[Exercise instructions] Copy the rows from the start through the line with "x=526, y=240", swapping "Target" for "Object" and leaving everything else unchanged.

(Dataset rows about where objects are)
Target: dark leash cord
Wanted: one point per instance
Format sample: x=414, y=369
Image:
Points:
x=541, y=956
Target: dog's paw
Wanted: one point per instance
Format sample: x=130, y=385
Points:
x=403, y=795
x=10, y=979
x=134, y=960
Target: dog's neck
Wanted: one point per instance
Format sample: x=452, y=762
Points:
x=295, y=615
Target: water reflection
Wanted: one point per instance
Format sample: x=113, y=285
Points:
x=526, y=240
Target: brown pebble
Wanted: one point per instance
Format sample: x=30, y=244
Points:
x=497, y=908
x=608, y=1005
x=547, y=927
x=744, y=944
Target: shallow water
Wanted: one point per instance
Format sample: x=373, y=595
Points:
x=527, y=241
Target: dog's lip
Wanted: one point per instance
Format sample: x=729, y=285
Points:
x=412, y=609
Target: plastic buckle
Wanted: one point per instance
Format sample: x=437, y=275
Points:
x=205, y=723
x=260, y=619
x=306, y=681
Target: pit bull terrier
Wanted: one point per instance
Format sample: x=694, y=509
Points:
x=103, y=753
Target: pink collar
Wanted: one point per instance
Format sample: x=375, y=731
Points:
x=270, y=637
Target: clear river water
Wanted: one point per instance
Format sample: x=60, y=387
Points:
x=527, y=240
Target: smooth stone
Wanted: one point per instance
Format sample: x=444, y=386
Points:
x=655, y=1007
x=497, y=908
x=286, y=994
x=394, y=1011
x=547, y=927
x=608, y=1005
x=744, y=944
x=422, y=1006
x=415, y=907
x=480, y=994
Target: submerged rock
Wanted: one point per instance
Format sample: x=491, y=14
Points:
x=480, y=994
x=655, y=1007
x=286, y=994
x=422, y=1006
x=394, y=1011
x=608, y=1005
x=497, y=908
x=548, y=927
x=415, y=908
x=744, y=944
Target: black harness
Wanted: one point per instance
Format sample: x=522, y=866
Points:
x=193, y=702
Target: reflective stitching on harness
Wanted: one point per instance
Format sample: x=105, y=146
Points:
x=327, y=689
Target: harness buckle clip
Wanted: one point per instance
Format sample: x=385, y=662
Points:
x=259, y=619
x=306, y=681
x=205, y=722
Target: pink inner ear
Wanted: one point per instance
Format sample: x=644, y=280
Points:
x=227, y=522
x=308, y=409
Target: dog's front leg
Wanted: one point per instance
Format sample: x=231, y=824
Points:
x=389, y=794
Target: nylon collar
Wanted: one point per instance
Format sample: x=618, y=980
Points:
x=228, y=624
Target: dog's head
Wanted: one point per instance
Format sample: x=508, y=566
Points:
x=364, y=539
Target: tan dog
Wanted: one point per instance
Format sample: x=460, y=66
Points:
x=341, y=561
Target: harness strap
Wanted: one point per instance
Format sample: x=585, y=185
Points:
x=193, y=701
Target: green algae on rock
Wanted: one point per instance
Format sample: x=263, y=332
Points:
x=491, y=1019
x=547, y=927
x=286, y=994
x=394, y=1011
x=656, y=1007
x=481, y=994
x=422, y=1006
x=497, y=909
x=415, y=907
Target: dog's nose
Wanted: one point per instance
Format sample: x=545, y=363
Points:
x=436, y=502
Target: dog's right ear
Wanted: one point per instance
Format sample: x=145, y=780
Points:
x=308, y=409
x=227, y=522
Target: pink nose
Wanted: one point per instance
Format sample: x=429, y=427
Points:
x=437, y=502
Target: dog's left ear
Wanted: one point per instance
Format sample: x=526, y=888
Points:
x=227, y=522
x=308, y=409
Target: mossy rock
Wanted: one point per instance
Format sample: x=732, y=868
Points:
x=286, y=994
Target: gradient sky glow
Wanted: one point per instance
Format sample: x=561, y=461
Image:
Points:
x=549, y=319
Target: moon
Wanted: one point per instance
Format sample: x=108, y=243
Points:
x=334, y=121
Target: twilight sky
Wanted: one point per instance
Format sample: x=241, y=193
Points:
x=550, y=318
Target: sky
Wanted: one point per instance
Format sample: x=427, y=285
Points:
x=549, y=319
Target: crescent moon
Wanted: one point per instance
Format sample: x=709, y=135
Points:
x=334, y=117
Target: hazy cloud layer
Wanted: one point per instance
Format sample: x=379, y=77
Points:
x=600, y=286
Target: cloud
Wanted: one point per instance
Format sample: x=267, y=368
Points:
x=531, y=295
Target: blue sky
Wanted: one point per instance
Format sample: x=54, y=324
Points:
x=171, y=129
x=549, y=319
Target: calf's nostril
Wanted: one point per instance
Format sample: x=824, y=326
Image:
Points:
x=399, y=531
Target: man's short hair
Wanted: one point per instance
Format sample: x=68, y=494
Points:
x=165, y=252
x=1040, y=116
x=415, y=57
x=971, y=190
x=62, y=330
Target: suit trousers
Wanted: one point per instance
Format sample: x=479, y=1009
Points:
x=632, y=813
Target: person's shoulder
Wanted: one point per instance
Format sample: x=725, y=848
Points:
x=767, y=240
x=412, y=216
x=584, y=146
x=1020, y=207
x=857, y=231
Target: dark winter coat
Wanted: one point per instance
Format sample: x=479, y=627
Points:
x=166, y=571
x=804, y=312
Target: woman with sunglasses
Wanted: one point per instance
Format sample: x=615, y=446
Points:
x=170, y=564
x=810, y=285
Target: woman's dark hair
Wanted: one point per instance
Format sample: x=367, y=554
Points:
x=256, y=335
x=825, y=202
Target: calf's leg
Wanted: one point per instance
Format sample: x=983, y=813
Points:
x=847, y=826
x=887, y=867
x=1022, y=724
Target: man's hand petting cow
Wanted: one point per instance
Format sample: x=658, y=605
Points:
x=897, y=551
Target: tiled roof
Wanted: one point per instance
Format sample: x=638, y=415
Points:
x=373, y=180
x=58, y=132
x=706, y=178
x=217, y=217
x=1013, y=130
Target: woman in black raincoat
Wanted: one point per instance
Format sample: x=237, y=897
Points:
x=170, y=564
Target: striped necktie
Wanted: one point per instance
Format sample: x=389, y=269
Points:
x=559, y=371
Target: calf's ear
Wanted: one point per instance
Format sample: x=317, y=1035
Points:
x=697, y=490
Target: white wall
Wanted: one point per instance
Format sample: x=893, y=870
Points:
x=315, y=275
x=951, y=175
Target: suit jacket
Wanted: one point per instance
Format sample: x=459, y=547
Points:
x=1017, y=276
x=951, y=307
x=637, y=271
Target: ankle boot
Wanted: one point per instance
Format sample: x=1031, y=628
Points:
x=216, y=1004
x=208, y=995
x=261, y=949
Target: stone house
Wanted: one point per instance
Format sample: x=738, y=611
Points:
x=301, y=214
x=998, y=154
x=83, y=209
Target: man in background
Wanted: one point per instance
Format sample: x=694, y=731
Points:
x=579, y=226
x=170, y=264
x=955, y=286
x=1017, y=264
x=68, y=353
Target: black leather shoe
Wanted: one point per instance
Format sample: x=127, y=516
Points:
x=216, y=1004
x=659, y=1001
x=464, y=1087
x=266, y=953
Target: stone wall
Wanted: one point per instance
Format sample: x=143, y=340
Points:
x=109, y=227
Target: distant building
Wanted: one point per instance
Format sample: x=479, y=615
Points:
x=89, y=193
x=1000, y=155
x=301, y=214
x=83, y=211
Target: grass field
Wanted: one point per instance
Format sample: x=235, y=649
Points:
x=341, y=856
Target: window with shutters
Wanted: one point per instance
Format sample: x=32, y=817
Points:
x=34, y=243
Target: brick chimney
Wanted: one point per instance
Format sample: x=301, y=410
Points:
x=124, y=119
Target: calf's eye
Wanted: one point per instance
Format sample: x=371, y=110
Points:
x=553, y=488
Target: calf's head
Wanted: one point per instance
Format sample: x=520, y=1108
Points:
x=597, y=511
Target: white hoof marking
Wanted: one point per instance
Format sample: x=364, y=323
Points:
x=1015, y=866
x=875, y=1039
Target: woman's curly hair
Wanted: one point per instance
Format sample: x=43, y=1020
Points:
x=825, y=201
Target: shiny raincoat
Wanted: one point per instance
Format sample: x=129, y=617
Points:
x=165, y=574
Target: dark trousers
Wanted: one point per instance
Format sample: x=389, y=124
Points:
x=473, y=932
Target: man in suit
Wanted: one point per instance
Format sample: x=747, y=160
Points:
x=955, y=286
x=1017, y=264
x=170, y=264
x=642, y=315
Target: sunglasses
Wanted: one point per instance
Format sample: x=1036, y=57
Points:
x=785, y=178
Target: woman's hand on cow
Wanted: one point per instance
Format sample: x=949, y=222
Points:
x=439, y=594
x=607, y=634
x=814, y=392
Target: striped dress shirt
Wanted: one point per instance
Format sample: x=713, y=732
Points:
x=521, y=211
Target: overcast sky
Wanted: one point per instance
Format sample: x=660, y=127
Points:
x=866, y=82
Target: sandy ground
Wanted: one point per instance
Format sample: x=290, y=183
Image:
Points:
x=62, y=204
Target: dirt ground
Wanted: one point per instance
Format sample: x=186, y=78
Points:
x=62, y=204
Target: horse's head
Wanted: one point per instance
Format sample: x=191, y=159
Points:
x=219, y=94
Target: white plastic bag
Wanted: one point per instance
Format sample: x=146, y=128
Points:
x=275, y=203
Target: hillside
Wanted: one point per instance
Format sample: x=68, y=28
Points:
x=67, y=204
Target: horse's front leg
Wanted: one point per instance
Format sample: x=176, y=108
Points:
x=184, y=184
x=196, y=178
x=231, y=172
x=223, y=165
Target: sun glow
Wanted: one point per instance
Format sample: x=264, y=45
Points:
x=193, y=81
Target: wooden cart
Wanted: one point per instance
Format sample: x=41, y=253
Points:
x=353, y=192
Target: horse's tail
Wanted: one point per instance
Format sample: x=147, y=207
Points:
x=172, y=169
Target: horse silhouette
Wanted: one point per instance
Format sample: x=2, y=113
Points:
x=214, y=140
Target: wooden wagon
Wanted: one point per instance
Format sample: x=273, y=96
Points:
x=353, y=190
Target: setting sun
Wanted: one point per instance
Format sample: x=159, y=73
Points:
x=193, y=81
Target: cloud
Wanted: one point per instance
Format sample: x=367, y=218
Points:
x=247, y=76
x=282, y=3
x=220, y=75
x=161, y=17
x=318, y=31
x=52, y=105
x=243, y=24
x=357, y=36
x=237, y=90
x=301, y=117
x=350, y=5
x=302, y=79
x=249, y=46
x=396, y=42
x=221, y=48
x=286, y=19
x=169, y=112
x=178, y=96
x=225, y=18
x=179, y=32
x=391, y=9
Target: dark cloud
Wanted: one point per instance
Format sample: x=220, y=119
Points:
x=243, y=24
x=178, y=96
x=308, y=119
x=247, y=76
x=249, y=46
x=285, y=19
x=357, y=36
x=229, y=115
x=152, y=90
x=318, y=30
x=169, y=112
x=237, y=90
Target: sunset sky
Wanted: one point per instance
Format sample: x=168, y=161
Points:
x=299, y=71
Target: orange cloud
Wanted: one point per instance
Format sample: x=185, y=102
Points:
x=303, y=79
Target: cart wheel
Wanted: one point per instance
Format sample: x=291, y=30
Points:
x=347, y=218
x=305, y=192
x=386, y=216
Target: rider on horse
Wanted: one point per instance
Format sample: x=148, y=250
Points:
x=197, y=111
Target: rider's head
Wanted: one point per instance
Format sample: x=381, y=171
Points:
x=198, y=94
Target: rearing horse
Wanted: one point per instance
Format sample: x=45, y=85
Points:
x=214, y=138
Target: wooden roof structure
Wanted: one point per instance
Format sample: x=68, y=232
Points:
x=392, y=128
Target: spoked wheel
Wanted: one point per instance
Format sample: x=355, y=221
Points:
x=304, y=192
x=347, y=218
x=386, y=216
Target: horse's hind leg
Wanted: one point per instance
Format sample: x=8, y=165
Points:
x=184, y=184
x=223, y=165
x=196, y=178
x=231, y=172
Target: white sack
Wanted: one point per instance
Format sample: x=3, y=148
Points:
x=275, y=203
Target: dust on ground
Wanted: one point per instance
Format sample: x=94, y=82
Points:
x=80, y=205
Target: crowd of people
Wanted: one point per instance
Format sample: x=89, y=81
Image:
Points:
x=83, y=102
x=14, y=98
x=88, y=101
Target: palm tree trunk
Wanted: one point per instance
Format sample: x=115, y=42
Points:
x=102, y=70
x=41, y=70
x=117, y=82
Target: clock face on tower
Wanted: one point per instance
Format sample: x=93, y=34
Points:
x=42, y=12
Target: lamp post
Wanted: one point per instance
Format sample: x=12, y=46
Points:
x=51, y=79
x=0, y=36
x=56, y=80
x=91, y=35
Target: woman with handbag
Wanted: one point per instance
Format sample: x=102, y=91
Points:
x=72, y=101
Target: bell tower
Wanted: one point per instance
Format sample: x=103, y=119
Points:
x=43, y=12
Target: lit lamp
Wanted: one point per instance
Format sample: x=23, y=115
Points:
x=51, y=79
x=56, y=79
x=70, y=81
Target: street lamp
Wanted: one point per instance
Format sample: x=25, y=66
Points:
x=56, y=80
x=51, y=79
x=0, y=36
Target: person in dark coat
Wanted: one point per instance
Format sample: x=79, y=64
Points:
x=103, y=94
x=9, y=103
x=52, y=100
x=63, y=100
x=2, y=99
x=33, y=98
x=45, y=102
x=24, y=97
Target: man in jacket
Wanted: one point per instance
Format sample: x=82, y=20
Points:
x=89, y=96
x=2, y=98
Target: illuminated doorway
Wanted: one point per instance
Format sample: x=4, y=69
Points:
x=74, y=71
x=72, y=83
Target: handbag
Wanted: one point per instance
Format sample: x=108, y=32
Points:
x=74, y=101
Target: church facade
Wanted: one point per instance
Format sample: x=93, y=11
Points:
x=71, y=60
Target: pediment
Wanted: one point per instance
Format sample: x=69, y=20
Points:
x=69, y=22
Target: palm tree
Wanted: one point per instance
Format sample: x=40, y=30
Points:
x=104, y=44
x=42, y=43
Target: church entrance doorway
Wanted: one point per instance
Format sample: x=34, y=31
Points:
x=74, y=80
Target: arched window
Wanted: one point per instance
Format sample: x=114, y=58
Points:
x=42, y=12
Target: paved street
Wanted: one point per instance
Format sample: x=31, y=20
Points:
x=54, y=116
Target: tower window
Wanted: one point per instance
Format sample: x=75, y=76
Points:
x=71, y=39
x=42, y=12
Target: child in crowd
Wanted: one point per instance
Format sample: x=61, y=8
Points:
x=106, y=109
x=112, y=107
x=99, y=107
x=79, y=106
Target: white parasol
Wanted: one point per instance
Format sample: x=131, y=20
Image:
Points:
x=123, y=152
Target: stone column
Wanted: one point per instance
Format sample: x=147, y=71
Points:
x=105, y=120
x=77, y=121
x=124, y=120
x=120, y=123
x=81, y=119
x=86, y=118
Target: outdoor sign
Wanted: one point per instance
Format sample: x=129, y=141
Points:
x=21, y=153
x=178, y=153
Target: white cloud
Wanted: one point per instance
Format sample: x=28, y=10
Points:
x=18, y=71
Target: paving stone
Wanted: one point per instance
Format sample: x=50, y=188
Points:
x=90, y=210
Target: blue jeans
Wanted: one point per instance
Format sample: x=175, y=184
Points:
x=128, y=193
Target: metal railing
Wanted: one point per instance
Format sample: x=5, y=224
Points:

[Answer in full]
Object: dark leash cord
Wanted: one point per instance
Format sample: x=414, y=369
Image:
Points:
x=541, y=956
Object: dog's paw
Wanted: one point per instance
Format sample: x=130, y=385
Points:
x=403, y=795
x=10, y=979
x=134, y=960
Object: dog's neck
Wanted: one point per instance
Format sample: x=452, y=762
Points:
x=295, y=615
Object: water reflection
Wanted: one point per instance
Format sample: x=113, y=285
Points:
x=526, y=240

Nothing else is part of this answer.